■ Task set
**a.** In the passage on World Cup food marketing, which company released limited-edition flavors inspired by the three host countries?
**b.** List each example of the World Cup occasion that the passage on World Cup food marketing names.

■ Provided passage
==========
Own the occasion, not the tournament.

You don't need a FIFA license to show up for the World Cup. You need to show up for the moment. The watch party. The pre-game snack spread. The 90-minute ritual of gathering around a screen with people you care about. That occasion belongs to everyone. And food brands that own the occasion win more than the brands trying to own the sport.
The most culturally relevant moments of the next month will be impossible to plan in advance. They'll happen live. On social. In real-time. The brands with the infrastructure to move fast have a real edge over every polished campaign that locked in six months ago.
The proof point: Crumbl Cookies released a set of limited-edition flavors inspired by the three host countries, including a tangy mango cookie made with Tajín, and a blue raspberry sports drink cookie built to generate curiosity. No FIFA sponsorship. No campaign budget. New flavors, right moment, product that travels on social. That's the whole move.
Find a creator who cares about this. Let them lead.

Here's the counterintuitive truth about the World Cup creator landscape: brands are fully mobilized, but the creator ecosystem hasn't caught up.
Plenty of brands planned World Cup campaigns. But the creator side is still wide open. That's your window. A food creator who grew up watching their national team, who has the cultural context to make World Cup content that actually resonates, is more valuable right now than a polished campaign asset.
==========
■ Record extracts
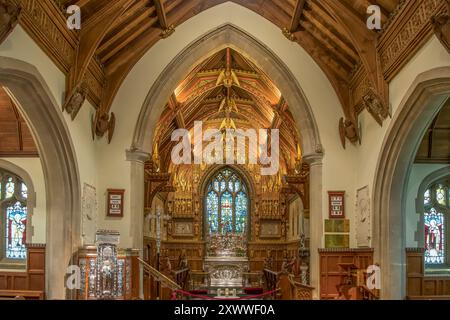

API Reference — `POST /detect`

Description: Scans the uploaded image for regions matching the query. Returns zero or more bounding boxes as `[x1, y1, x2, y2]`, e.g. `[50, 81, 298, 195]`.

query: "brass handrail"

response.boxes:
==========
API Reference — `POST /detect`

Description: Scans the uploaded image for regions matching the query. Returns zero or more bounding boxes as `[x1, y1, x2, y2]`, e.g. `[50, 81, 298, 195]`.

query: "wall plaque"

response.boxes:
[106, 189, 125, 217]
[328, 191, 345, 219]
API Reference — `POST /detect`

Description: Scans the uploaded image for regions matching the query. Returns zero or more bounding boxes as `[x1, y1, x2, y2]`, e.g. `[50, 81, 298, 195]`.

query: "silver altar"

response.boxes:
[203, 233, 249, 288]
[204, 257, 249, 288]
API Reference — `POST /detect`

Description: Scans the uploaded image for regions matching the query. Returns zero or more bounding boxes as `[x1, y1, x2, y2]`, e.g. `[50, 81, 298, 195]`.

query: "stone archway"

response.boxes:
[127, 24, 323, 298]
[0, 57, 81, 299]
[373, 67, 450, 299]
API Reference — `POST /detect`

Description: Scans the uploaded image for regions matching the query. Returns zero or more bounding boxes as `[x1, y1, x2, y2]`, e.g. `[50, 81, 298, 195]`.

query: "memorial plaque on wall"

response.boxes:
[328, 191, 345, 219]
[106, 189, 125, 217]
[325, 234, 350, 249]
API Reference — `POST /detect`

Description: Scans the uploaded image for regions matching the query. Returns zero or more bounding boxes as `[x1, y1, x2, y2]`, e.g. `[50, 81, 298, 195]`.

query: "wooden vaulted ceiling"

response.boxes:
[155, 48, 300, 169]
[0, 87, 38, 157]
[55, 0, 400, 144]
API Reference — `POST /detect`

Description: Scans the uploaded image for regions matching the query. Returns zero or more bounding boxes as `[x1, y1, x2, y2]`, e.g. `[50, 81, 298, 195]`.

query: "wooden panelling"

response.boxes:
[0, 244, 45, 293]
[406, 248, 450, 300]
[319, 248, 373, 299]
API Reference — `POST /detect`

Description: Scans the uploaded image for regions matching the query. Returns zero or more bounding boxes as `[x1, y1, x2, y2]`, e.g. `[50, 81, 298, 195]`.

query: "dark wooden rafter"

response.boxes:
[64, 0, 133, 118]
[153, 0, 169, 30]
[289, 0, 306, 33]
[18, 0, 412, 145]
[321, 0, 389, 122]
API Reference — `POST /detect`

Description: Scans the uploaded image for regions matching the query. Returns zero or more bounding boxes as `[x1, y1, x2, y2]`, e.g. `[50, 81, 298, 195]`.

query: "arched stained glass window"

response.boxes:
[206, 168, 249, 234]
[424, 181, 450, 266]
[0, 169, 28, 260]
==========
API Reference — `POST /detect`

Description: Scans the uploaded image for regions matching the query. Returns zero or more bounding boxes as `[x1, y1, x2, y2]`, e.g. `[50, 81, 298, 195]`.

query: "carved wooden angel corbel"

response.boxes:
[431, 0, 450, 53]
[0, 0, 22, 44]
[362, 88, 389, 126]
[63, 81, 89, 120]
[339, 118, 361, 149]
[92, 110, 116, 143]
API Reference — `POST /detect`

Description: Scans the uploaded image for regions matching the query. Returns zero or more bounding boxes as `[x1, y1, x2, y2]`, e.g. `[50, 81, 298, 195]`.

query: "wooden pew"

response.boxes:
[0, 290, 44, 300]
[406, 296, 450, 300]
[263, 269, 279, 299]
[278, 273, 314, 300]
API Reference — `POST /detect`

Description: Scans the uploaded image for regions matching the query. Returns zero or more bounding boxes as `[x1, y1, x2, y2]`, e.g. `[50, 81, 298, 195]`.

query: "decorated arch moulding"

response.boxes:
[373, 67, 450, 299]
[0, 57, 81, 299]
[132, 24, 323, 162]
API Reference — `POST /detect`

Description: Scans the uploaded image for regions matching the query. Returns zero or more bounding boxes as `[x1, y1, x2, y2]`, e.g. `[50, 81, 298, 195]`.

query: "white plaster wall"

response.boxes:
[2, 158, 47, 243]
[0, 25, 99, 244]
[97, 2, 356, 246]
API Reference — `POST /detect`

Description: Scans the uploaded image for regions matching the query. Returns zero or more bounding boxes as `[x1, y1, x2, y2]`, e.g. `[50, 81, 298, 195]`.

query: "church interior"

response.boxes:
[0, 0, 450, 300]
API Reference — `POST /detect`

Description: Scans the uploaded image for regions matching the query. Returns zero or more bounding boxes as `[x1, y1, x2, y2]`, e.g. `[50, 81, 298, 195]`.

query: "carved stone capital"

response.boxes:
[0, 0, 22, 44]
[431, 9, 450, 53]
==========
■ Outputs in order
**a.** Crumbl Cookies

**b.**
- The watch party
- The pre-game snack spread
- The 90-minute ritual of gathering around a screen with people you care about